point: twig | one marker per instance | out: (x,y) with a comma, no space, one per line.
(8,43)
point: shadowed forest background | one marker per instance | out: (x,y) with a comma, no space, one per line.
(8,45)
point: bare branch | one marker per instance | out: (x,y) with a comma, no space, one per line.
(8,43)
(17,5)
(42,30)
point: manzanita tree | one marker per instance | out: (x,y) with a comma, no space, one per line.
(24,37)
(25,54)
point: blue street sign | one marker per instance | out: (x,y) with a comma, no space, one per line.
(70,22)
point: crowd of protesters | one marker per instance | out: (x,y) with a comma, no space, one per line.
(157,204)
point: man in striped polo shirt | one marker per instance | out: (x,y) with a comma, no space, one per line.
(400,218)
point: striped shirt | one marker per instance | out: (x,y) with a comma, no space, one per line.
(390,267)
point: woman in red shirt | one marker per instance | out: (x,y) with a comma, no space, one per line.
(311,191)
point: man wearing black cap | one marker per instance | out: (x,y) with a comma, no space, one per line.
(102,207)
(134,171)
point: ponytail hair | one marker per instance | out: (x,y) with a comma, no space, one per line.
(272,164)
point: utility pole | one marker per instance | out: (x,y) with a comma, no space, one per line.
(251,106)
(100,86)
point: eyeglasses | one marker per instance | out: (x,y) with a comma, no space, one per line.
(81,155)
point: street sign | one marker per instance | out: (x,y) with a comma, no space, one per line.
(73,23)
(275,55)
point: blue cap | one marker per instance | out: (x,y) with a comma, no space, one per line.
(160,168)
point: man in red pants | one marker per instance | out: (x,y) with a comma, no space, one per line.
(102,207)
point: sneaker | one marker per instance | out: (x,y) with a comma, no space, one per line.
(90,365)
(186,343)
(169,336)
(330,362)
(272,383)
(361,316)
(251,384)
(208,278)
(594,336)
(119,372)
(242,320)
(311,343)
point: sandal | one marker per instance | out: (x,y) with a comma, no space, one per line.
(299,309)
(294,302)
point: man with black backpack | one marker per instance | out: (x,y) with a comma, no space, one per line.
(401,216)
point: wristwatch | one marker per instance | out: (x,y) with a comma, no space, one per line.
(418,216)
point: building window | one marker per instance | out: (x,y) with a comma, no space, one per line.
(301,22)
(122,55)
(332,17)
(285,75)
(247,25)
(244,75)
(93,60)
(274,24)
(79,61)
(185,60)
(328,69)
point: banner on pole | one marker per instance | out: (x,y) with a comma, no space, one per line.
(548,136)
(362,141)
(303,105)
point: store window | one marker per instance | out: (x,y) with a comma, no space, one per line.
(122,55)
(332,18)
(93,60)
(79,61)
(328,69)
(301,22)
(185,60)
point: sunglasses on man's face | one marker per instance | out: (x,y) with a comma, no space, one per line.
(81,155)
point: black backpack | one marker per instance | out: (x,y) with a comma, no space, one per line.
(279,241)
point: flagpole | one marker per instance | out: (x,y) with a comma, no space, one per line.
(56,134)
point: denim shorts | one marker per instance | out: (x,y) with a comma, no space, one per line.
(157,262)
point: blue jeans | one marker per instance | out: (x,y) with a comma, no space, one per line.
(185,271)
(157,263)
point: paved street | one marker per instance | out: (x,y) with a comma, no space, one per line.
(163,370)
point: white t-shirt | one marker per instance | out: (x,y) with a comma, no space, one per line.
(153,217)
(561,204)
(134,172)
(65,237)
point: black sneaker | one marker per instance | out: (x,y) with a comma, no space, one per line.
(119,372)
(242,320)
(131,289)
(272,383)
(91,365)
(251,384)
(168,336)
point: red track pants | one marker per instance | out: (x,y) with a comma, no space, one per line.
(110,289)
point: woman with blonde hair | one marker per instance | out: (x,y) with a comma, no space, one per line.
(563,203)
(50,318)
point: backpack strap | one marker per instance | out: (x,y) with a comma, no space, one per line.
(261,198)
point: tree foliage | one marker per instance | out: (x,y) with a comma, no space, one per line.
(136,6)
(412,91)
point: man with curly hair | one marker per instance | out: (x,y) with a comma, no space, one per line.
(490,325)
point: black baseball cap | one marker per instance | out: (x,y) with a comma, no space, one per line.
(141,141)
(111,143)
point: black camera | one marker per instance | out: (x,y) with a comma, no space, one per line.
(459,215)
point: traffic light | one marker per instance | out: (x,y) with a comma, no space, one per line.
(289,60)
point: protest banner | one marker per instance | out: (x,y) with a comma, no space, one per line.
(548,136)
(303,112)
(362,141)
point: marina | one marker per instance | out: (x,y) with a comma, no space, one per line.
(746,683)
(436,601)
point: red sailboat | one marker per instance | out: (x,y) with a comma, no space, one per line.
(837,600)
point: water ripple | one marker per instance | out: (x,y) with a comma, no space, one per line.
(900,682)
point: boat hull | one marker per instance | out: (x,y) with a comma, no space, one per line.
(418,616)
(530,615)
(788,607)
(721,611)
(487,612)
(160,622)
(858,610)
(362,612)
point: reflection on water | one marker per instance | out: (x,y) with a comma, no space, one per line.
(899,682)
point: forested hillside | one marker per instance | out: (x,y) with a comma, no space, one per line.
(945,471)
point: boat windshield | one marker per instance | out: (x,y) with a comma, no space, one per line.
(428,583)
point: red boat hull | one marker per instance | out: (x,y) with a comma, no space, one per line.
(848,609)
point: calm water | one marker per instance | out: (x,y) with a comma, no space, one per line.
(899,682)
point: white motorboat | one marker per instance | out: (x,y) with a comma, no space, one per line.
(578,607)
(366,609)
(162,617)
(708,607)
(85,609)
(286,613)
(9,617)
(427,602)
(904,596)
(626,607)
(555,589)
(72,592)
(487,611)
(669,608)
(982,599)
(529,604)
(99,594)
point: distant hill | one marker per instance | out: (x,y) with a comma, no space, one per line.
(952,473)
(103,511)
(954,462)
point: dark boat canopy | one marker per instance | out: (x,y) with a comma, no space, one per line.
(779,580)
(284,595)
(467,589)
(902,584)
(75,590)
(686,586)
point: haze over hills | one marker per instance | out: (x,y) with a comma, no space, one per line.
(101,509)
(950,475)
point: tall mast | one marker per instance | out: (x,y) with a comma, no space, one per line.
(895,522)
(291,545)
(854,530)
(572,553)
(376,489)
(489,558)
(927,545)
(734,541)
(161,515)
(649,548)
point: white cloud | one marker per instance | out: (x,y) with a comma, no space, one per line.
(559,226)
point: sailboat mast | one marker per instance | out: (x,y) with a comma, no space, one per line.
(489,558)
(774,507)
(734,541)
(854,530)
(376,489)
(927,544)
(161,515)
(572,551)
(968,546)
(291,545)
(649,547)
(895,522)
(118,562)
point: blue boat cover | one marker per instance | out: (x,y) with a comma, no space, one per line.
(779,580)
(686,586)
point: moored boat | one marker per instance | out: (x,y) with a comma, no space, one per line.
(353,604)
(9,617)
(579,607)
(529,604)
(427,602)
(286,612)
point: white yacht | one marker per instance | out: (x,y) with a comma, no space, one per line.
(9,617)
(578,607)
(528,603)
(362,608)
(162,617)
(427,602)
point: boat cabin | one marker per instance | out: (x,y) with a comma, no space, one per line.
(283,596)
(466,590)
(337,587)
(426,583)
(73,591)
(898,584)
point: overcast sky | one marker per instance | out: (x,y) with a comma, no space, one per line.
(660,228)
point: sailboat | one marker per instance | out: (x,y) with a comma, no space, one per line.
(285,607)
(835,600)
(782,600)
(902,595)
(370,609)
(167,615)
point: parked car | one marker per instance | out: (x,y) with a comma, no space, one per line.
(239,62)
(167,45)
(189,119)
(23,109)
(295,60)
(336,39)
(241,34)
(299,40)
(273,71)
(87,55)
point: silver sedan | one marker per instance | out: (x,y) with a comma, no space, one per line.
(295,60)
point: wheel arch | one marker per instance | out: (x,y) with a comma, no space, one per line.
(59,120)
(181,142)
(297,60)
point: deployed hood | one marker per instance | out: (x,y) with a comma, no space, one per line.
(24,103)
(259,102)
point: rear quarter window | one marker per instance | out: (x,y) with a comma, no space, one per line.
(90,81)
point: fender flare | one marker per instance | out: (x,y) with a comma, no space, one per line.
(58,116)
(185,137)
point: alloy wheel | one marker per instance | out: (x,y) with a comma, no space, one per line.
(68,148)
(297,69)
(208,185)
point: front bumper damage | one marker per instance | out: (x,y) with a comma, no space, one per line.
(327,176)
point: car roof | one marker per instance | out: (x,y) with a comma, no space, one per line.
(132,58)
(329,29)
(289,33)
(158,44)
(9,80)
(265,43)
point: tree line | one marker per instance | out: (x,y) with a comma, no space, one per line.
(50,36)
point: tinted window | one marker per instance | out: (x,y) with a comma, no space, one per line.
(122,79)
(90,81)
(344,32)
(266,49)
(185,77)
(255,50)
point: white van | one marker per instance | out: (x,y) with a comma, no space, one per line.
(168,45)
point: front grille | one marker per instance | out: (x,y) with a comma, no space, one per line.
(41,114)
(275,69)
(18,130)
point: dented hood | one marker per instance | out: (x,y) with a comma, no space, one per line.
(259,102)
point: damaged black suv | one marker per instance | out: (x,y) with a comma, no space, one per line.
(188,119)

---------------

• **DIRECTIONS FOR THIS TASK**: Only the last part of the records is wanted. Repeat it exactly, beginning at the line containing "point: damaged black" and ending at the final line.

• **RESPONSE TO THIS TASK**:
point: damaged black suv | one marker per instance | out: (x,y) with a comma, no space, one per line.
(188,119)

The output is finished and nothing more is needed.